▶ _Article_
Thom Nickels and Johnny Bobbitt

Join us for a reading & signing of Thom Nickels’ new book Learning To Do a Bad Thing Well: Looking for Johnny Bobbitt.

About the Book

This is the story of Johnny Bobbitt and the homeless scene in Philadelphia’s Riverwards neighborhood as told by an intimate friend of Bobbitt’s. Nickels was there. He entertained Bobbitt at home; he knew his secrets. He knew Bobbitt’s friends; he followed them and recorded their stories for his newspaper columns as they went ‘down the way’ into Kensington to score drugs or to hustle men or women for sex and money. He observed their lives, their fights, their struggles with police and security guards as well as their various turf wars with other homeless men.

City Safari: Bobbitt undercover

Bobbitt Book Cover, Amazon Books

By Thom Nickels
Wed, Nov 07, 2018

I wasn’t going to write an update on homeless vet Johnny Bobbitt but since so many Bobbitt-related events have been happening in my neighborhood I decided to file this report.

As most readers are aware, the Shirley Temple version of the story goes like this (this was actually reported by 6ABC): “Bobbitt gave up his last $20 to help Kate McClure, who had run out of gas off of I-95. McClure was so moved she and her boyfriend, D’Amico, started the GoFundMe account for Bobbitt, a man who was also struggling with addiction.”

If only life was as simple as that!

This new report concerns a twenty-something man named Vinny, a smart and streetwise semi-homeless guy with penetrating eyes who likes to bury his body in sweat pants and a hoody. The word ‘semi-homeless’ is appropriate here because Vinny has resources, family and friends, who will sometimes offer him shelter. When this doesn’t happen, one of the places Vinny might spend the night is in Bobbitt’s old encampment under I-95.

For the last month or so, Vinny has been my point of contact on all things Johnny Bobbitt. At this point, as far as I can tell, Vinny is the only guy on the street with any connection to Bobbitt. All of Bobbitt’s other friends have disappeared, died, moved on to other parts of the city, or committed themselves to long-term rehab. Bobbitt’s closest street friend, RJ, for instance, hasn’t been seen for almost half a year.

▶ _Extracted information_

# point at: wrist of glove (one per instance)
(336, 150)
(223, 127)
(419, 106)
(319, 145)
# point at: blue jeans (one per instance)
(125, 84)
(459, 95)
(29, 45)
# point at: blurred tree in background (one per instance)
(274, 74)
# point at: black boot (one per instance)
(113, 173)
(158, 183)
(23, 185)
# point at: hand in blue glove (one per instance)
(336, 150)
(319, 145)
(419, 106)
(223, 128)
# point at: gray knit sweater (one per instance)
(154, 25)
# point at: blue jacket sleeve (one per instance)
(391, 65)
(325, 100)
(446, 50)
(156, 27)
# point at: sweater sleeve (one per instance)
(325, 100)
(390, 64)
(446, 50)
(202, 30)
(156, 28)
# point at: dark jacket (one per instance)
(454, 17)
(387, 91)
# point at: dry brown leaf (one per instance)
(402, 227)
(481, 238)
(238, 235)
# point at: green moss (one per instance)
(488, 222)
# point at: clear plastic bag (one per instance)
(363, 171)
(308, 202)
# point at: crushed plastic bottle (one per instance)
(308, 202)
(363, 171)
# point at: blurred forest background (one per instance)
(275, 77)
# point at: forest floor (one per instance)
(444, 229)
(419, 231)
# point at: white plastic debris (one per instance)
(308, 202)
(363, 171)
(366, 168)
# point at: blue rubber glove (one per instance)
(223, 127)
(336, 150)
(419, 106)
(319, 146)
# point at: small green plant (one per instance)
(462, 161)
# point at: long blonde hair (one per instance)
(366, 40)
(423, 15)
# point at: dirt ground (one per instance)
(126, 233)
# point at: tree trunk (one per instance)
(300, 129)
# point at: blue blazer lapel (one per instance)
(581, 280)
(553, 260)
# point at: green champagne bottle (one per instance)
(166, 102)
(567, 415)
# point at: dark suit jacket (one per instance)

▶ _Work to be completed_
In the Bobbitt article, where might Vinny spend the night when family and friends don't offer him shelter?

▶ _Answer to the problem_
In Bobbitt's old encampment under I-95.